» MATERIAL FOR THE TASK
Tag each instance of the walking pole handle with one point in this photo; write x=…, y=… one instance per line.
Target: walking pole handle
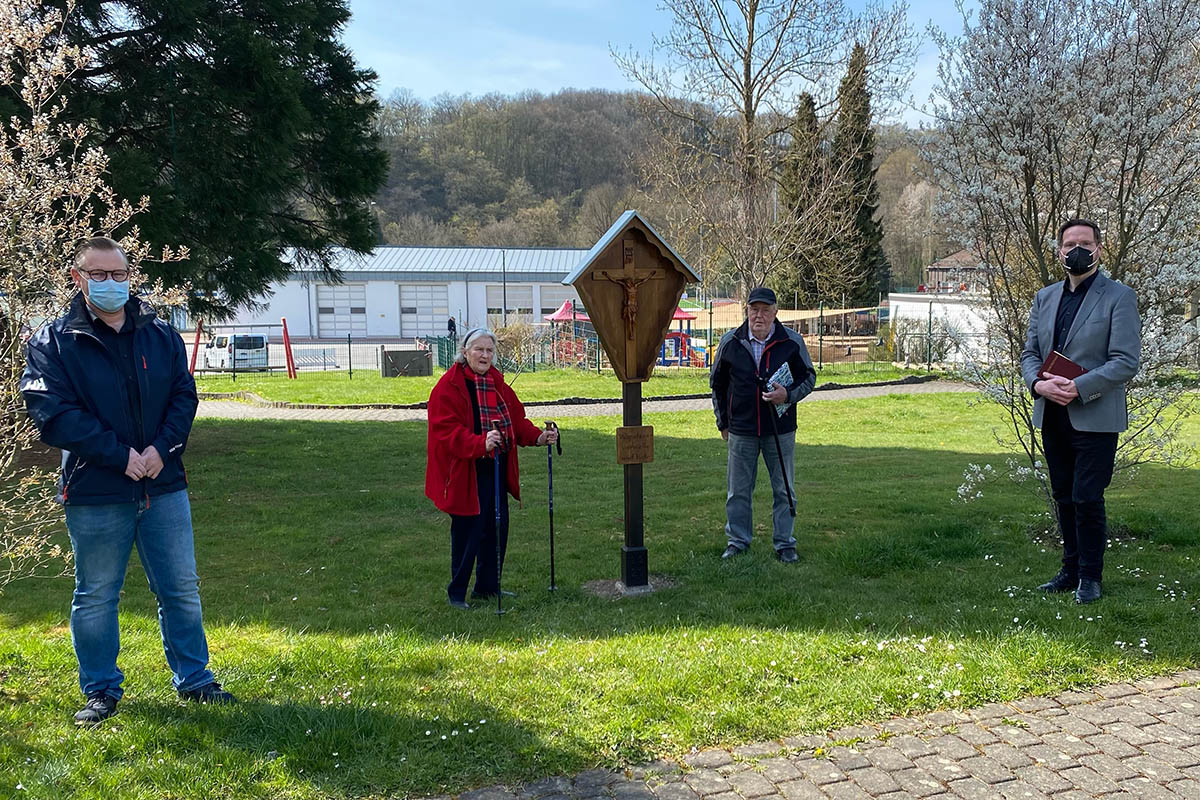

...

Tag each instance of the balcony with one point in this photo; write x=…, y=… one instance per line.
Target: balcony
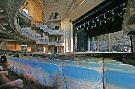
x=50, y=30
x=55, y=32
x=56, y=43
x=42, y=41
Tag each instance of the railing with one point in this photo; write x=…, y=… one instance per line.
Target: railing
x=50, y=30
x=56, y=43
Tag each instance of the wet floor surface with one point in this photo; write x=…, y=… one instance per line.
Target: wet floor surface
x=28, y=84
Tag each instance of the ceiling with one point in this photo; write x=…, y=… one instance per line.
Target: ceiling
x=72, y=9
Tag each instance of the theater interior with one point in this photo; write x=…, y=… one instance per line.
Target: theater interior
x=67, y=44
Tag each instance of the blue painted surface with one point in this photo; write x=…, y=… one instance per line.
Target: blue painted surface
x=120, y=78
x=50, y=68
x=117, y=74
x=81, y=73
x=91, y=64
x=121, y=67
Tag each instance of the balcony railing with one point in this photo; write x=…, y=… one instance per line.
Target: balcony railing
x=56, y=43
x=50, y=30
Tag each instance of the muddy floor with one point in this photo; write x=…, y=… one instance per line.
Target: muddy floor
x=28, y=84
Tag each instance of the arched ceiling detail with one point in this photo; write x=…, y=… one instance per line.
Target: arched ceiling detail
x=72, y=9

...

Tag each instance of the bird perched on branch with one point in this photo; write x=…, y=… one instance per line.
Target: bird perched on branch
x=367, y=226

» YOUR TASK
Please update the lines from the line with "Tag each instance of the walking" to the line with "Target: walking pole handle", changing "walking pole handle" to "trekking pole grip" and keeping everything else the same. Return only those lines.

» RESULT
Tag each instance of the trekking pole grip with one point in this photo; write x=…, y=… one instance per line.
Target: trekking pole grip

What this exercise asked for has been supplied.